SUPPLIED PASSAGE:
* * *

And she observes, watching the townsfolk, that everyone, Black or White, is a prisoner:
“...they were prisoners like she was, shackled to fear…The town huddled together on Friday nights in the hope their numbers warded off the things in the dark: the rising black tribe; the enemy who concocts accusations; the child who undertakes a magnificent revenge for a scolding and brings the house down around them. Better to hide in attics than to confront what lurked behind the faces of neighbors, friends and family.”
Tennessee:

A brief, scorched wasteland where everyone loses: nature’s indifference, random cruelty, arbitrary destruction and suffering. It had been Cherokee land once.
“Plantation justice was mean and constant, but the world was indiscriminate. Out in the world, the wicked escaped comeuppance and the decent stood in their stead at the whipping tree. Tennessee’s disasters were the fruit of indifferent nature without connection to the crimes of the homesteaders. To how the Cherokee had lived their lives.

Just a spark that got away.

…If Tennessee had a temperament, it took after the dark personality of the world, with a taste for arbitrary punishment. No one was spared, regardless of the shape of their dreams or the color of their skin.”
Indiana:

This may be the answer, in a land where Black and White folk live alongside, getting along, friendly if not friends. Cora and new friends live on a working farm, gaining economic security and developing kinship. Lander, a mixed-race travelling speaker, symbolizes the ideal:
“‘I’m what botanists call a hybrid,’ he said the first time Cora heard him speak. ‘’A mixture of two different families. In flowers, such a concoction pleases the eye. When that amalgamation takes its shape in flesh and blood, some take great offence. In this room we recognize it for what it is–a new beauty come into the word, and it is in bloom all around us.’”

* * *

DATA SHOWN:
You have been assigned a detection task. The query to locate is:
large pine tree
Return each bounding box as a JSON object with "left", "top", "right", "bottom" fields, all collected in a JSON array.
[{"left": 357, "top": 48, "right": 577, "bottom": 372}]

* * *

EXERCISE DETAILS:
Please pick up the passage on Cora's journey through Tennessee and Indiana and carry it on from its last sentence. The material comes from a different source than the passage.

TASK RESPONSE:
However, education and economic advancement creates power, and in Whitehead’s Indiana, this is too much for conservative minded locals who see Black autonomy and partnership as a threat. Indiana is a stand in for what is happening today in a polarized America: what looks like a new racism is just old racism rearing once again.

The North:

Serving as an epilogue, Cora must travel again, taking the underground railway to an unknown future. On foot, following the underground tracks:
"Her fingers danced over valleys, rivers, the peaks of mountains, the contours of a new nation hidden behind the old. Look outside as you speed through, and you’ll find the true face of America. She could not see it but she felt it, moved through its heart. She feared she'd gotten turned around in her sleep. Was she going deeper in or back from where she came? She trusted the slave’s choice to guide her–anywhere, anywhere but where you are escaping from. It had gotten her this far. She’d find the terminus or die on the tracks.”
***

This was a novel that on one level was a compelling story of a young woman’s search for liberty. If not freedom, then perhaps autonomy or self-determination. Her grandmother started the novel, having learned from traumatic experience that, “To escape the boundary of the plantation was to escape the fundamental principle of your existence: impossible.”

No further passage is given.